* [ページ抜粋]
※

一方,著作物のデータを生徒や学生に送信することは著作権侵害となり,権利者の許諾を得る必要がありました。
ところが新型コロナウイルスの感染拡大で政府の一斉休校要請があり,オンライン授業に注目が集まるようになりました。
そこで,オンライン授業にあたって,個別に権利者の許諾を得ずに著作物を利用できる制度が急きょ施行されたことは,ニュースなどで知られているところです。
何がどのようになったのでしょうか。
【追記】2021-04-28:2021年4月1日から,「授業目的公衆送信補償金」が有料になりました。

2018年の改正と施行日

資料だとかドリルだとか、無断で著作物をコピーするのは原則として著作権侵害になります。
ただし、対面授業で使う資料としてコピーする場合は、これまでも無断かつ無償でコピーできるとされていました。
また、別会場へ同時配信して実施している授業のために送信することも、無断かつ無償でできることとされていました。

※

* [課題 A] 著作権と授業についての文章に出てくる年や日付をすべて挙げてください。
* [課題 B] 著作権と授業についての文章の続きを、最後の文の後から書いてください。

※

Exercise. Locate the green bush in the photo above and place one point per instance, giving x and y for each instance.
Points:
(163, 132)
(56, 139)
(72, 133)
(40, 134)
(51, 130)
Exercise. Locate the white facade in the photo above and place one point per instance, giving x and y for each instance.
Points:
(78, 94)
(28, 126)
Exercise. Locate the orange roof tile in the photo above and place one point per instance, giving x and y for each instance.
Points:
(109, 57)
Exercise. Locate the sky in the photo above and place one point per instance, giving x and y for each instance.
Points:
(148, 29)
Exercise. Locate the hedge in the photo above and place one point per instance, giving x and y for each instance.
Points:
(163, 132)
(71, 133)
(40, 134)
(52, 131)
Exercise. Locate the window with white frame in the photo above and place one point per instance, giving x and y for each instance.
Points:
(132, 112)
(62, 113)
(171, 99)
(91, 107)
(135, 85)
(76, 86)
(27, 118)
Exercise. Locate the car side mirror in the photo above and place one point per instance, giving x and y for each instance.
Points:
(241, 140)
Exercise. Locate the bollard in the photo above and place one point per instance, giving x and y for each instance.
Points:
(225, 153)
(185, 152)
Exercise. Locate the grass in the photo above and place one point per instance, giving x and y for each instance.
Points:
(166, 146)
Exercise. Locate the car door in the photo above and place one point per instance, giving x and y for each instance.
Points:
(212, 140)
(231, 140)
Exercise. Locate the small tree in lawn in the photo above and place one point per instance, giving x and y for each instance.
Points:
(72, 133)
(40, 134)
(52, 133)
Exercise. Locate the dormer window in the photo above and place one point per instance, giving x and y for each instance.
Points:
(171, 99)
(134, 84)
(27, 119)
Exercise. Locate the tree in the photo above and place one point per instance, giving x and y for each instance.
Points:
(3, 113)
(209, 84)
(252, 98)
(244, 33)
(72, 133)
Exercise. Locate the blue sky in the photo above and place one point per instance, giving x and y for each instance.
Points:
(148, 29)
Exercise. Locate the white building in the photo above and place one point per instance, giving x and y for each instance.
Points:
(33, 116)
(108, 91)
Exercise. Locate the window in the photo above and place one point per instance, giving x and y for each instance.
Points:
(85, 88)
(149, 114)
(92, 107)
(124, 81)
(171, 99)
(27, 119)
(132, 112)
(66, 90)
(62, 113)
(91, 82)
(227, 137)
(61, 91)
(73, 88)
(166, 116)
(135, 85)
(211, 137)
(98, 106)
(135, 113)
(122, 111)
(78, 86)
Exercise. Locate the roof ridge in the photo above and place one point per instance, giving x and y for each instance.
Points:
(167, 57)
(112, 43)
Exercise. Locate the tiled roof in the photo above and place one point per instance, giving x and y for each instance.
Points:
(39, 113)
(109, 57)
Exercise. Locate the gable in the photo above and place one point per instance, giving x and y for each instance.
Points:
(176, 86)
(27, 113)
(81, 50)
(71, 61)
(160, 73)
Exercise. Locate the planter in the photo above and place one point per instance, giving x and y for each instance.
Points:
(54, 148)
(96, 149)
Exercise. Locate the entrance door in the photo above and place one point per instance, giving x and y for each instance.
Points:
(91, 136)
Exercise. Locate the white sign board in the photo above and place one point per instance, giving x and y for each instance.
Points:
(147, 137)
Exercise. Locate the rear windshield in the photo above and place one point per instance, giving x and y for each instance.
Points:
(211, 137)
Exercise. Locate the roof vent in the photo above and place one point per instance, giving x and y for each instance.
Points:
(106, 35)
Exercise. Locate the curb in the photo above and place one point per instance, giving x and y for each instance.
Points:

※

* [解答 A] 2021-04-28、2021年4月1日、2018年

* [解答 B]
対面授業だけとされていたのは、対面授業だと、ある程度の人数制限がかかり、著作権者への打撃が大きいないと考えられたからです。

それ以外は著作権者の許諾が必要でした。
インターネットを使って授業をするというのが一般的ではなかった時代は、それでも大きな問題はなかったかもしれません。
しかし、時代は変わり、授業にもデジタル機器が導入されるようになりましたし,インターネットはほとんどライフラインになりました。
オンライン授業が現実になりましたが、資料を送信しようとすると許諾を得なければなりません。
しかし、個別に許諾を得るということになると、先生や学校はたいへんです。

それで2018年に著作権法が改正されました。
補償金制度を導入することにより、個別の許可をとらずにオンライン授業で著作物が利用できるような改正がされました。

この改正の施行日は公布日から3年を超えない範囲で定めることとされていたのですが、補償金額で合意が難航したため、制度開始のめどがたっていませんでした。
それが新型コロナによる休校要請があって、施行が前倒しされたということです。

難航していた補償金額については、とりあえず2020年度だけは0円としました。
それでひとまず論争を回避した、というところではないでしょうか。
そして2020年4月28日に、急きょ施行されることとなりました。

制度の中身としては,2018年改正著作権法を見ればいいということになります。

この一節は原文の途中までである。